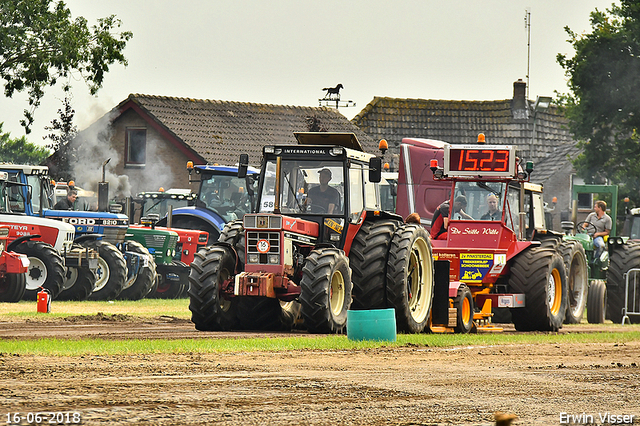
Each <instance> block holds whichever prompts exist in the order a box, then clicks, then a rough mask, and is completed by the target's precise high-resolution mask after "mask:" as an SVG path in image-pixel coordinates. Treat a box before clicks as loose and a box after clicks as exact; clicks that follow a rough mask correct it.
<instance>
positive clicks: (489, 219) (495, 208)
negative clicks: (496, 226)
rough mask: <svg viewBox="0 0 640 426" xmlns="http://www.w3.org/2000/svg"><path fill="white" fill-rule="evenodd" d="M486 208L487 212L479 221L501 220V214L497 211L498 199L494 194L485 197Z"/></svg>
mask: <svg viewBox="0 0 640 426" xmlns="http://www.w3.org/2000/svg"><path fill="white" fill-rule="evenodd" d="M487 206H488V207H489V211H488V212H486V213H485V214H483V215H482V217H481V218H480V220H500V219H502V212H501V211H500V209H498V197H496V195H495V194H489V195H488V196H487Z"/></svg>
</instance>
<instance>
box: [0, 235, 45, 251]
mask: <svg viewBox="0 0 640 426" xmlns="http://www.w3.org/2000/svg"><path fill="white" fill-rule="evenodd" d="M32 238H42V236H41V235H38V234H33V235H23V236H22V237H18V238H16V239H15V240H13V241H11V243H9V245H8V246H7V248H6V251H14V249H15V248H16V247H18V246H19V245H20V244H22V243H23V242H25V241H30V240H31V239H32Z"/></svg>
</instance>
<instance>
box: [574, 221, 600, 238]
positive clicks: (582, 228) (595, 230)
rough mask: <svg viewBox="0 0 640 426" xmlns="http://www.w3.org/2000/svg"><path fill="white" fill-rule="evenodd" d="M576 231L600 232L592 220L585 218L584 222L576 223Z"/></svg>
mask: <svg viewBox="0 0 640 426" xmlns="http://www.w3.org/2000/svg"><path fill="white" fill-rule="evenodd" d="M584 225H586V226H585V227H583V226H584ZM576 232H577V233H579V234H591V235H593V234H595V233H596V232H598V228H596V226H595V225H594V224H593V223H591V222H587V221H586V220H583V221H582V222H579V223H578V224H577V225H576Z"/></svg>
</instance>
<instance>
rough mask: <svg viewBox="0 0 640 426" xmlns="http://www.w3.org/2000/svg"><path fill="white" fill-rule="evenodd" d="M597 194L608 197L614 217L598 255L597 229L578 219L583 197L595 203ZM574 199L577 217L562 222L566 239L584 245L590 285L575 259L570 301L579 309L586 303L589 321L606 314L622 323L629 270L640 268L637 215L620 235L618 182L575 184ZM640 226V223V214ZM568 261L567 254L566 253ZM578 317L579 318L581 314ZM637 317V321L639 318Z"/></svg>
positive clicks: (625, 224)
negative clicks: (618, 209) (607, 233)
mask: <svg viewBox="0 0 640 426" xmlns="http://www.w3.org/2000/svg"><path fill="white" fill-rule="evenodd" d="M593 194H598V197H600V198H601V199H607V201H608V207H609V211H610V213H609V215H610V216H611V218H612V219H613V220H612V226H611V233H610V236H609V238H608V240H607V249H606V250H604V251H603V252H602V253H601V254H600V255H599V256H597V257H596V256H594V253H595V250H594V245H593V238H592V237H591V236H590V234H592V233H593V232H594V229H593V225H591V224H589V223H588V222H584V221H578V219H577V216H578V215H577V205H578V199H579V197H581V196H583V197H584V196H587V198H588V202H589V205H592V202H591V201H592V198H593V197H592V196H593ZM573 200H574V201H573V208H572V216H573V221H571V222H563V223H562V228H563V230H564V231H565V235H564V237H563V239H564V241H574V242H577V243H579V244H580V245H581V246H582V249H583V250H584V254H585V258H586V264H587V271H586V281H588V285H587V286H585V285H584V282H585V272H584V270H583V268H582V267H581V266H579V265H578V264H580V263H581V261H580V260H575V265H574V264H572V265H571V267H567V275H568V278H569V288H570V290H569V292H570V294H569V300H570V304H571V305H572V307H573V308H574V309H573V312H575V313H577V312H578V311H579V310H580V309H581V308H580V306H586V309H587V321H589V322H590V323H602V322H604V320H605V318H607V319H610V320H611V321H613V322H616V323H619V322H621V321H622V316H623V313H622V310H623V308H624V303H625V289H626V274H627V271H629V270H630V269H634V268H640V237H636V238H637V239H635V238H633V237H631V232H632V231H631V230H632V229H633V218H634V215H632V214H631V215H627V222H626V223H625V227H624V229H625V230H624V231H623V232H622V235H617V234H618V232H617V227H616V218H617V211H618V187H617V186H615V185H574V186H573ZM638 216H640V211H639V212H638ZM575 222H577V223H575ZM574 223H575V226H574ZM637 226H638V227H640V217H639V218H638V224H637ZM566 265H567V257H565V266H566ZM587 289H588V291H587ZM638 297H640V295H638ZM636 303H637V302H636ZM569 310H570V309H568V310H567V311H569ZM567 317H569V314H567ZM574 319H577V315H575V318H574ZM635 320H636V321H637V318H635ZM569 322H579V321H569Z"/></svg>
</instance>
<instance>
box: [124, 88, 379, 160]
mask: <svg viewBox="0 0 640 426" xmlns="http://www.w3.org/2000/svg"><path fill="white" fill-rule="evenodd" d="M131 103H134V104H135V105H137V106H138V107H139V108H140V109H141V110H142V112H143V113H144V114H147V115H148V117H146V118H147V119H152V120H154V121H155V122H156V123H158V124H159V125H161V126H162V127H164V128H165V129H166V130H167V131H168V132H169V133H170V134H171V135H172V136H173V137H175V138H176V140H177V141H178V142H180V143H183V144H185V145H186V146H187V147H188V148H190V149H191V150H193V151H195V152H196V153H197V154H198V155H200V156H201V157H202V159H203V160H204V161H206V162H208V163H219V164H227V165H233V164H236V163H237V162H238V157H239V154H240V153H247V154H249V161H250V163H251V164H252V165H256V166H257V165H259V164H260V158H261V155H262V147H263V146H264V145H268V144H296V143H297V142H296V139H295V137H294V135H293V133H294V132H298V131H308V127H307V119H308V118H309V117H317V119H318V120H319V123H320V126H322V127H323V128H324V130H326V131H331V132H352V133H355V134H356V136H357V137H358V140H359V141H360V143H361V144H362V145H363V147H364V149H365V150H366V151H367V152H372V153H374V152H375V151H377V149H378V143H377V141H374V140H373V139H372V138H371V137H370V136H368V135H366V134H365V133H364V132H363V131H362V130H360V129H359V128H358V127H357V126H355V125H354V124H352V123H351V122H350V121H349V120H348V119H347V118H346V117H345V116H343V115H342V114H340V113H339V112H338V111H337V110H335V109H332V108H328V107H303V106H286V105H270V104H256V103H250V102H231V101H218V100H203V99H190V98H176V97H168V96H151V95H143V94H131V95H129V97H128V98H127V99H126V100H124V101H123V102H121V103H120V105H118V107H117V109H119V110H120V111H121V112H122V111H124V110H125V109H127V107H128V106H131Z"/></svg>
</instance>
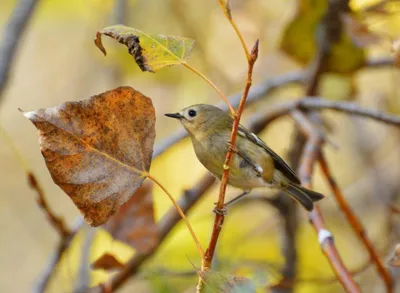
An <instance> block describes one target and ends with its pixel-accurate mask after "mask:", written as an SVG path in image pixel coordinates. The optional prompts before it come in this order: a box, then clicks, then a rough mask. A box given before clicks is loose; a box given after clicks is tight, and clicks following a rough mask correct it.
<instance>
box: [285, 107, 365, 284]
mask: <svg viewBox="0 0 400 293" xmlns="http://www.w3.org/2000/svg"><path fill="white" fill-rule="evenodd" d="M293 118H294V119H295V120H296V122H297V123H298V124H299V125H300V126H301V128H302V129H303V131H304V132H306V133H308V135H307V137H308V140H307V143H306V146H305V148H304V152H303V155H302V159H301V164H300V170H299V175H300V180H301V182H302V185H303V186H304V187H306V188H312V186H311V185H312V184H311V178H312V173H313V169H314V165H315V163H316V162H317V160H318V158H319V156H320V151H321V146H322V143H323V140H322V137H321V136H320V134H319V131H312V129H310V125H311V123H309V121H308V120H307V118H306V117H305V115H304V114H302V113H301V112H300V111H297V112H295V113H294V117H293ZM310 130H311V132H310ZM310 221H311V223H312V224H313V226H314V228H315V230H316V232H317V234H318V240H319V242H320V245H321V248H322V250H323V252H324V254H325V255H326V257H327V259H328V261H329V263H330V265H331V267H332V269H333V270H334V272H335V274H336V276H337V278H338V280H339V281H340V282H341V283H342V286H343V288H344V289H345V290H346V292H361V289H360V288H359V286H358V285H357V284H356V283H355V281H354V280H353V278H352V276H351V274H350V272H349V271H348V270H347V268H346V267H345V266H344V263H343V261H342V259H341V257H340V255H339V252H338V251H337V249H336V247H335V244H334V241H333V235H332V234H331V232H330V231H329V230H327V229H326V228H325V225H324V220H323V217H322V214H321V211H320V209H319V207H318V204H316V205H315V207H314V210H313V211H312V212H310Z"/></svg>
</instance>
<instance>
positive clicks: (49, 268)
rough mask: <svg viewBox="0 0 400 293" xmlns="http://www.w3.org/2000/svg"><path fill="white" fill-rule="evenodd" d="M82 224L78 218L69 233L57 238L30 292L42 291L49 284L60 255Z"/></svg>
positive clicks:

^^^^^^^^^^^^^^^^

[DIRECTIONS]
Identify each line in the records above that contains the word "negative", treating uppercase and lowercase as different, and copy those lines in full.

[OUTPUT OF THE TASK]
negative clicks: (496, 226)
negative clicks: (618, 209) (607, 233)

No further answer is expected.